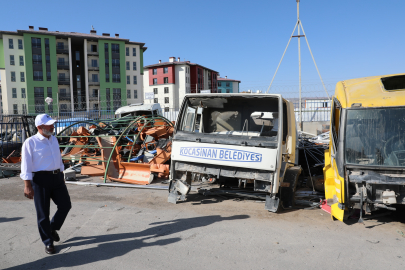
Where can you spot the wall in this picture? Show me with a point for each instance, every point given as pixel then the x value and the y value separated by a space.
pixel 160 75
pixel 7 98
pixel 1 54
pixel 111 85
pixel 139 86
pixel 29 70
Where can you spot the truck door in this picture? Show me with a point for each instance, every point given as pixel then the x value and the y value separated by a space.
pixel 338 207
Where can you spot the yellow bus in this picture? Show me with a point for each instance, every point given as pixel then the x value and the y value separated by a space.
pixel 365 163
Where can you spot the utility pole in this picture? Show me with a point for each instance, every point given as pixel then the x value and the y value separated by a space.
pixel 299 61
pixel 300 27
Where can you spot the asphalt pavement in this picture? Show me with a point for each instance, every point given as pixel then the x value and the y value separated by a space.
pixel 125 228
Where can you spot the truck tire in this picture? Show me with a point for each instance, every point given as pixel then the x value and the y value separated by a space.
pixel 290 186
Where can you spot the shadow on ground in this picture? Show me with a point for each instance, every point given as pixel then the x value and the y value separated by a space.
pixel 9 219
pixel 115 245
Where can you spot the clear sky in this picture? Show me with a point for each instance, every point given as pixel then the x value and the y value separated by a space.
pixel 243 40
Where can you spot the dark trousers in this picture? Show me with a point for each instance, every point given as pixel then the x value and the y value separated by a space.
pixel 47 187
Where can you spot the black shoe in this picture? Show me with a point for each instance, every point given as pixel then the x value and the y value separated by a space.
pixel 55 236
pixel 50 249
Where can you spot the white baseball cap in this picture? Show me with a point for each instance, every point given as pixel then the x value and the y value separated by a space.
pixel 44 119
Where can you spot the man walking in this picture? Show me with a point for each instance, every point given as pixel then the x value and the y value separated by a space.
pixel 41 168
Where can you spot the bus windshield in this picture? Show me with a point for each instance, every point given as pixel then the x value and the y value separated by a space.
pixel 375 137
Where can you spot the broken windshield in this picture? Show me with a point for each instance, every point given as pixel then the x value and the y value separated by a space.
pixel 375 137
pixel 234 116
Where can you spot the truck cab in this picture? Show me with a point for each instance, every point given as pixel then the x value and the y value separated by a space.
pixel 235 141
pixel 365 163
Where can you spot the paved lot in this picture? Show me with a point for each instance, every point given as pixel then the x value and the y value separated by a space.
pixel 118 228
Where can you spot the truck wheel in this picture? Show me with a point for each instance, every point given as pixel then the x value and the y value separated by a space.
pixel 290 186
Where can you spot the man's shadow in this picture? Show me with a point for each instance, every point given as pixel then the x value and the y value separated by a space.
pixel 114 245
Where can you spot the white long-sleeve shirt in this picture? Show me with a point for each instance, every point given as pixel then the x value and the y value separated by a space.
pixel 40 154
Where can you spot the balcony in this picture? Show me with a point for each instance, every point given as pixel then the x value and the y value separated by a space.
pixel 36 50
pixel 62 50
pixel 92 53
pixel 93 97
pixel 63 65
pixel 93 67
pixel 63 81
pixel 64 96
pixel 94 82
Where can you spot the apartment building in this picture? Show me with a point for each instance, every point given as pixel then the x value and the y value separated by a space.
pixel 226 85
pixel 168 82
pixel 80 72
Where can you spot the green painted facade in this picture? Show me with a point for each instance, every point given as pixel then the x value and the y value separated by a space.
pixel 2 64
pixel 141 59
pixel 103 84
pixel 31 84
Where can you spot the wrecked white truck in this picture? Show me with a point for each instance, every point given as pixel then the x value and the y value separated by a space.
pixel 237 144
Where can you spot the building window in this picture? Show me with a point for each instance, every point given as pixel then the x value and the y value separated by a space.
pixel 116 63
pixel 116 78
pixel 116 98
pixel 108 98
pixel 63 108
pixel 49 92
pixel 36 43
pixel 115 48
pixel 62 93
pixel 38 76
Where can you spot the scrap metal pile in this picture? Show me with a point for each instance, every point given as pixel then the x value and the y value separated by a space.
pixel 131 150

===

Substitute "Mark them" for every "Show me" in all of the data above, keeping everything else the same. Leave the pictures out of your answer.

> OUTPUT OF THE TASK
Where can you spot the wall in this picture? Mark them with a point for each instance, every point given as pixel then the x value and the y value separated by a space.
pixel 160 75
pixel 7 98
pixel 1 54
pixel 111 85
pixel 139 86
pixel 29 70
Where can you spot the truck door in this picture? Mark them with a point for each instance, every point given as pixel then the x value and the y value separated by a space.
pixel 338 207
Where can you spot the yellow bus in this picture? Mark them with a point for each instance, every point given as pixel then the x value and the y value separated by a space.
pixel 365 163
Where can you spot the utility pole in this picture? Mark them with a point for each instance, every point given as pixel then the x value and the y value separated by a space.
pixel 299 61
pixel 300 27
Where can you spot the asphalt pavement in this picture? Mark them with a point for each instance, every point given as pixel then the x value and the y value separated by a space.
pixel 125 228
Where can you spot the truck tire in this picture? Mark them with a point for each instance, every point given as pixel then the x value and the y value separated by a space.
pixel 290 186
Where can you spot the shadow on ground in this picture? Mark them with a point for each instance, every point given as pixel then the x value and the y value separated by a space.
pixel 9 219
pixel 115 245
Where can you spot the clear sky in this picture? Mark them with a point for each instance, every point given as pixel then the x value and the y value separated by a space.
pixel 243 40
Where can you spot the dark trousers in this picture? Mark them with a point for each instance, every point given as pixel then the x value and the y value separated by a space.
pixel 47 187
Where can you spot the black shoe in this picture? Mark them with a point for each instance, every point given as pixel then the x value and the y value separated by a space.
pixel 55 236
pixel 50 249
Where can you spot the white baseball cap in this picture? Mark them with a point for each instance, every point given as pixel then the x value and the y value separated by a space.
pixel 44 119
Where can you spot the man walking in this picture? Mark them with a point for each instance, every point given as pixel then the x value and the y value separated by a space.
pixel 41 168
Where can you spot the bus windshield in this picture? Mark them with a point for each instance, every point given as pixel then the x value and the y value separated by a space.
pixel 375 137
Where can you spot the broken windshield in this picture? Mark them with a point for each instance, every point given as pixel then the x value and the y value separated by a space.
pixel 375 137
pixel 234 116
Where can you spot the truck cab in this picture? Mark them with a point for each instance, every point given as pixel then the x value and the y value separated by a space.
pixel 235 141
pixel 365 163
Where can you spot the paved lot in this picture? Mark them with a point for each instance, every point given as pixel then the x value and the y value separated by a space.
pixel 118 228
Where can you spot the truck wheel in this picture? Mark them with a point for each instance, every point given as pixel then the x value and the y value separated by a space.
pixel 290 186
Where can you spot the man's shadow in this picture? Mark them with a point for each instance, every point given as pixel then the x value and the y value separated by a space.
pixel 114 245
Where can you spot the white long-sleeve shirt in this picture? Mark them with a point for each instance, every point given as pixel then the x value and the y value separated by a space.
pixel 40 154
Where can you spot the balcony in this picture? Mark them with a point for each instance, every point given as pixel then the x value and the y value separated by a space.
pixel 36 50
pixel 62 50
pixel 92 53
pixel 93 97
pixel 63 65
pixel 93 67
pixel 63 81
pixel 64 96
pixel 94 82
Where can you spot the apartment building in this picture? Mark them with a point for each instance, every point given as pixel then the x value and the y value separated by a space.
pixel 226 85
pixel 168 82
pixel 80 72
Where can you spot the green painted facade in this picture? Mark them with a point for each instance, every point given as pixel then the x value and the y value separated by a space.
pixel 2 64
pixel 141 59
pixel 103 84
pixel 31 84
Where can you spot the wrecked white truck in this picture? Mark them with a point for each instance, every point given as pixel then the x value and the y value separated by a space.
pixel 237 144
Where can you spot the building window in this picture? Mark them with a point for each instance, every point given as pixel then the x value and the y value separated by a space.
pixel 116 63
pixel 116 78
pixel 116 98
pixel 108 98
pixel 63 108
pixel 49 92
pixel 36 43
pixel 115 48
pixel 62 93
pixel 38 76
Where can you spot the scrap metal pile in this picture? Mark them with a point for each instance, every point given as pixel then the x value and the y value separated by a space.
pixel 131 150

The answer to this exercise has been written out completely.